TAREFAS E EXERCÍCIOS
- 1) No texto sobre Vidocq, por qual motivo, apontado como o mais relevante, o filme foi escolhido como o próximo a ser analisado?
- 2) Continue o texto sobre Vidocq a partir do ponto em que ele termina.

TRECHO FORNECIDO
■ ■ ■ ■

Vidocq (2001)

Olá, meus caros.
               
Inúmeros fatores (Estes, por sua vez, bastante peculiares) levaram-me a selecionar Vidocq como o próximo filme analisado. Creio que o mais relevante deles consiste na ausência de reviews margeando o gênero da ficção científica que tal filme pertence: o SteamPunk.
               
Antes de iniciar a análise do filme em si, irei explicar um pouco da história do Steampunk.
           
Por favor, situem-se neste contexto: Inglaterra; Revolução Industrial; Máquinas a Vapor. Tudo certo até aqui? Bom... Todos nós sabemos que as máquinas a vapor entraram em decadência à partir da invenção da eletricidade. No Steampunk é justamente o inverso. O vapor (Steam em inglês) é a base para toda a aparelhagem industrial e até o mais simplório dos itens domésticos. O quadro geral é este: tudo gira em torno do vapor. Contudo, existe um oceano de especificidades dentro desse gênero (Vidocq enquadra-se em um deles).

Na Era Vitoriana o apreço pela qualidade era absurdo. Tudo era produzido com o melhor dos materiais, desde as melhores madeiras (Muitas árvores derrubadas... Bem, tudo pelo "desenvolvimento", né?) para os móveis e ferramentas, até o exacerbado uso de ouro (Diga-se de passagem, ouro brasileiro) nas joias e instrumentos científicos. Abrindo o leque, podemos denotar que certas palavras, como cartolas, cachimbos, engrenagens e magia, nos auxiliam a imergir melhor nessa atmosfera steampunkniana. Anacronismos tecnológicos também são usuais.
             
Júlio Verne foi um dos precursores desse gênero. Vinte Mil Léguas Submarinas, publicado em 1870, e Volta ao Mundo em 80 Dias, publicado em 1873, são consideradas as primeiras obras Steampunk (Tal termo, contudo, só seria cunhado em 1987). Hugo Gernsback (Lembra do maior prêmio da ficção cientifica, o Hugo Award? Uma homenagem a tal escritor), H.G. Wells e H.P. Lovecraft, através da ficção especulativa característica de seus escritos, lapidaram melhor os preceitos do steampunk durante a primeira metade do século XX. Ressalto o quão híbrido esse gênero se tornou. Seja no horror, no Velho-Oeste ou com temáticas retro-futuristas, o steampunk ganhava espaço.
          
No cinema, somente na década de 90, cineastas começaram a realizar trabalhos consistentes em torno do conteúdo steampunk. É aqui que Vidocq entra em cena, meus caros.

Olhar em sua máscara era como perder a própria alma...
Maus agouros...
França. 1830. Um famigerado assassino mascarado, conhecido apenas como "O Alquimista", está raptando moças virgens para algum tipo de experimento macabro. O motivo? Ninguém sabe ao certo.

■ ■ ■ ■

Itens listados num conjunto de dados:
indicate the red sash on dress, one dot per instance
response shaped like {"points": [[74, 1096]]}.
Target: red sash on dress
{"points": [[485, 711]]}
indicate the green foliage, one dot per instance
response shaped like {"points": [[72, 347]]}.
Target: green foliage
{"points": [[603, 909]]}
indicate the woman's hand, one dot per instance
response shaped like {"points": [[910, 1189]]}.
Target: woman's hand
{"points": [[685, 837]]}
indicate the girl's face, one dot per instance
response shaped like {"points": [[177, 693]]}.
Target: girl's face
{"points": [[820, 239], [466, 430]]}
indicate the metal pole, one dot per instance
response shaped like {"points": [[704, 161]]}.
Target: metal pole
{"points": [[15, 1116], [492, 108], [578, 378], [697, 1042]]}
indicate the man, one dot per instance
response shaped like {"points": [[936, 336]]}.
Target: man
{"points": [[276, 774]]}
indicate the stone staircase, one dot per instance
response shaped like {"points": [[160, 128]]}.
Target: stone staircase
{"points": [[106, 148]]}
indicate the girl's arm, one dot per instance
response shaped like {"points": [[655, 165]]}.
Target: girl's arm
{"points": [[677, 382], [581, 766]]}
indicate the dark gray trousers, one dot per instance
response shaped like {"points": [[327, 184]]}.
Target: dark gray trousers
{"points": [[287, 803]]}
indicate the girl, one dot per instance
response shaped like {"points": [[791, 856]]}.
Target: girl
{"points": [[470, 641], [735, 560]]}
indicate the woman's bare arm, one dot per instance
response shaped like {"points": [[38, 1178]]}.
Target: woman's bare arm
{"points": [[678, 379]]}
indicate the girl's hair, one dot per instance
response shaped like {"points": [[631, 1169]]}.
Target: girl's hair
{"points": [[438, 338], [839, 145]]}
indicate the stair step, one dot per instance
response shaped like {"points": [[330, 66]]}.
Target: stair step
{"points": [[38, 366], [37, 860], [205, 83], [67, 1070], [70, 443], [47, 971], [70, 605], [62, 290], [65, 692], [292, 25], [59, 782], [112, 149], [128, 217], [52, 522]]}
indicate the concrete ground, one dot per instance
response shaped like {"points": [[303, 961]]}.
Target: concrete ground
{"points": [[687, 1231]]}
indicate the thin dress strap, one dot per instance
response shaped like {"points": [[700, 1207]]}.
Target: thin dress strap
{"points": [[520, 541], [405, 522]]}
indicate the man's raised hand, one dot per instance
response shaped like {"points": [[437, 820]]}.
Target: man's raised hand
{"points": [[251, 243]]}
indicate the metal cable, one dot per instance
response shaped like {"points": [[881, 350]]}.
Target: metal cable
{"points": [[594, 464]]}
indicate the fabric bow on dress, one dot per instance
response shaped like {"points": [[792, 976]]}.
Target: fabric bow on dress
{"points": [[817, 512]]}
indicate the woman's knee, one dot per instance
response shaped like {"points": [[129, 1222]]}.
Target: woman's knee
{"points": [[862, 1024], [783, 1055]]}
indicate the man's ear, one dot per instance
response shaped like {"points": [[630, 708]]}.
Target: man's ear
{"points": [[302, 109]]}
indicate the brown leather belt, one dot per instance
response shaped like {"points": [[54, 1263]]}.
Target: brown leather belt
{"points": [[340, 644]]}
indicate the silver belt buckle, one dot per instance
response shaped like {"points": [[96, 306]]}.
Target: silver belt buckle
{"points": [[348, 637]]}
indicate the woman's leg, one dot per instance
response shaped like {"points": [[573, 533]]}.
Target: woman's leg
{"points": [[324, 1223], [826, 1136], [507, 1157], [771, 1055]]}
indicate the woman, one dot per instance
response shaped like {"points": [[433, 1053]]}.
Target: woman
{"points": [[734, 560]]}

■ ■ ■ ■

RESPOSTAS ESPERADAS
- 1) O motivo mais relevante foi a ausência de resenhas sobre o gênero de ficção científica ao qual o filme pertence, o steampunk.

- 2)
A investigação deste caso estava nas mãos de Vidocq, o melhor detetive do mundo, e de seu parceiro Nimier. Por infortúnio, Vidocq é morto pelo Alquimista na primeira cena do filme. Com isso, fica a cargo de Étienne Boisset, o biógrafo de Vidocq, com o auxílio de Nimier, descobrir quem é o Alquimista e fazer justiça ao nome do grande detetive. 

Esse é o quadro geral da estória, que por sua vez, é apresentada nos primeiros 10 minutos do filme, todavia, à partir desse ponto, o clima de mistério, intrigas e a clássica investigação à la Sherlock Holmes, rege a cadência da trama. Constantemente, novas informações são trazidas a luz, que culminam em um desfecho (Fazendo jus ao gênero) fantástico.

Briga! Briga! Briga! Briga!

Como pode-se ver, o enredo é bastante imaginativo (Um ponto por isso...), todavia, ele é baseado na figura histórica de Eugène-François Vidocq, verdadeiramente o maior detetive do mundo. Nascido na vila de Arras, França, no ano de 1775, criminoso por natureza, Vidocq tornar-se-ia informante da polícia, e mais tarde, ele próprio, um oficial da polícia francesa. Mais tarde fundaria a primeira agência moderna de detetives, sendo ele próprio, o primeiro detetive particular do mundo. Conhecido como mestre da vigilância e do disfarce, foi inspiração para inúmeros escritores do ramo fantástico (Dentre eles Sir Arthur Conan Doyle para criar o já mencionado Sherlock Holmes). 

Modernizou a criminologia como nunca fora visto antes. Foi criador do cartão para as digitais, usado, à partir daqui, como ferramenta policial no mundo inteiro, foi o primeiro a usar balística no trabalho policial, o primeiro a oficialmente usar as pegadas na cena do crime como provas, foi criador (E até hoje sua família possui a patente de tais invenções) da tinta indelével e do papel sulfite inalterável... E, depois de aposentar-se, escreveu suas memórias, que por sua vez, tornou-se best-seller e o ajudou a definir sua própria notoriedade como a do maior detetive da história.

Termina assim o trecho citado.